— Exercise passage —
***

= Abraham Katzir =

Israeli academic and physicist

Abraham Katzir (אברהם קציר; born 1941 in Jerusalem, Israel) is a Professor of Physics at Tel Aviv University, holding the Carol and Mel Taub Chair in Applied Medical Physics. He is the son of Professor Aharon Katzir, also a scientist, who was killed in 1972 in Ben-Gurion Airport by Japanese terrorists. His uncle, Professor Ephraim Katzir, was the President of Israel.

Abraham Katzir got his PhD from the Hebrew University in Jerusalem in 1974, and joined Caltech in Pasadena, California, as a Senior Research Fellow. In 1977 he established the Applied Physics Group at Tel Aviv University, which he heads. In the past, Prof. Katzir worked in some of the top research laboratories in the US. He was a Visiting Member of Staff at AT&T Bell Laboratories in Summit, New Jersey, and he was a visiting professor at the Massachusetts Institute of Technology (MIT) in Cambridge, Massachusetts, and in Boston University, Boston, Massachusetts.

Katzir is an expert in the fields of biomedical optics and fiber optics. His group at Tel Aviv University developed special fibers made of crystalline silver halides, which are among the few that are highly transparent in the middle-infrared (mid-IR). He and members of the group have been involved with research and development of new methods and new systems, based on these fibers. They made significant contributions to the use of mid-IR fibers for scientific, medical, industrial and environmental protection applications. In the course of this work, Katzir collaborated with leading scientists in major national laboratories, universities, research institutions and industrial companies, all over the world.

***

[Collected data entries]
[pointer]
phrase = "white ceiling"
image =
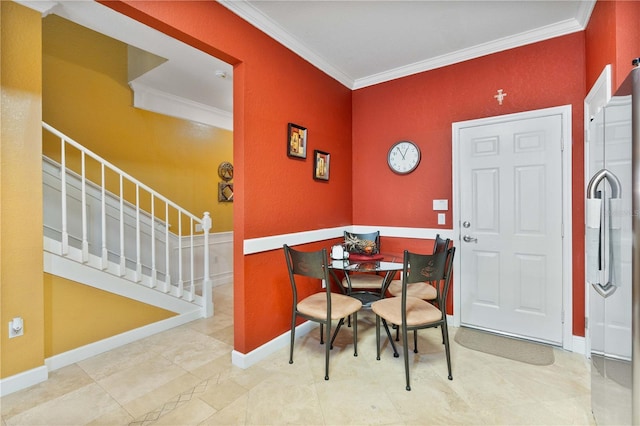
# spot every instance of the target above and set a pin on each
(359, 43)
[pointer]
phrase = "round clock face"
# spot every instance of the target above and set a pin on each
(403, 157)
(225, 171)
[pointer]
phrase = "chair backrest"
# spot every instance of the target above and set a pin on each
(440, 245)
(435, 268)
(311, 264)
(368, 243)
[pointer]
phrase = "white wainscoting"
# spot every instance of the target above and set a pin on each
(257, 245)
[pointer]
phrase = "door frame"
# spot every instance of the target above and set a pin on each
(567, 247)
(599, 95)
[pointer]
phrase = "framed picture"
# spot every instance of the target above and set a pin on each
(321, 165)
(297, 141)
(225, 192)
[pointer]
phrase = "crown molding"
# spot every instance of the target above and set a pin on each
(252, 15)
(150, 99)
(259, 20)
(528, 37)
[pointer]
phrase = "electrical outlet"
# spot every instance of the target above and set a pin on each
(16, 327)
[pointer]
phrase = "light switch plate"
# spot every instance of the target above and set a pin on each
(440, 205)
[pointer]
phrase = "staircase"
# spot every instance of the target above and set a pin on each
(104, 228)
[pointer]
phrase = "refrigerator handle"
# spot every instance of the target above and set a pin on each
(604, 290)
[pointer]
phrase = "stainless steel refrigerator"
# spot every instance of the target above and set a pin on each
(613, 256)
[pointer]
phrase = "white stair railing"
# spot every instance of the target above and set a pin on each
(151, 266)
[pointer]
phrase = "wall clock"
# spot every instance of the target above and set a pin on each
(403, 157)
(225, 171)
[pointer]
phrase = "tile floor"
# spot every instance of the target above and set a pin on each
(184, 376)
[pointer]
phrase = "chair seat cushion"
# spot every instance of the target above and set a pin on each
(363, 281)
(421, 290)
(419, 312)
(341, 306)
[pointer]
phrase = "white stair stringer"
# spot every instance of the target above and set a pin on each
(109, 279)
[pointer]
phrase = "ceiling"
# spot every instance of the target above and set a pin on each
(359, 43)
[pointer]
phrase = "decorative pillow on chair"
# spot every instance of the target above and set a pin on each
(358, 244)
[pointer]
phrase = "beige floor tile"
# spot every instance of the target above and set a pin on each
(155, 398)
(61, 382)
(192, 412)
(103, 365)
(233, 414)
(138, 380)
(271, 403)
(184, 377)
(118, 416)
(219, 395)
(74, 408)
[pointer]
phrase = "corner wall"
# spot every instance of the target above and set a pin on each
(21, 267)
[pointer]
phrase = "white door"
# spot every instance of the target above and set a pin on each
(511, 226)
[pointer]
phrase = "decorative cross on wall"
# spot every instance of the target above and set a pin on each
(500, 96)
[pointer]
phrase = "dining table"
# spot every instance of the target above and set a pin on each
(386, 264)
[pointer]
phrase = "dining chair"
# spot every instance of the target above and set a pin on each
(412, 313)
(321, 307)
(422, 290)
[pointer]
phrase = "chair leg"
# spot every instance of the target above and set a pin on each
(393, 346)
(445, 335)
(378, 337)
(326, 350)
(355, 334)
(335, 333)
(293, 337)
(405, 345)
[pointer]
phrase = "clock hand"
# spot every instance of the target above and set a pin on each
(400, 151)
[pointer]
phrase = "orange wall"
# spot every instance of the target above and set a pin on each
(276, 195)
(273, 194)
(76, 315)
(20, 188)
(422, 108)
(612, 37)
(175, 157)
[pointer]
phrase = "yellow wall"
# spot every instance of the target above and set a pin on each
(76, 315)
(86, 96)
(21, 188)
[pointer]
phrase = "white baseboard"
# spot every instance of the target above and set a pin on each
(23, 380)
(104, 345)
(579, 345)
(247, 360)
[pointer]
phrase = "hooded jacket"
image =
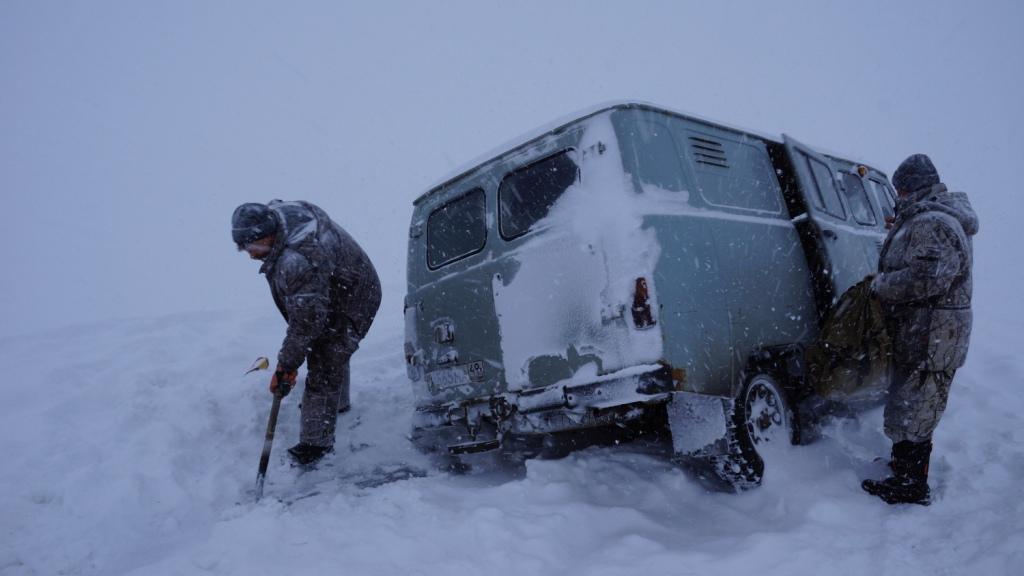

***

— Problem to solve —
Name every institution where the text about Abraham Katzir says he studied or worked.

— Completed task —
Tel Aviv University, the Hebrew University in Jerusalem, Caltech, AT&T Bell Laboratories, the Massachusetts Institute of Technology (MIT), and Boston University.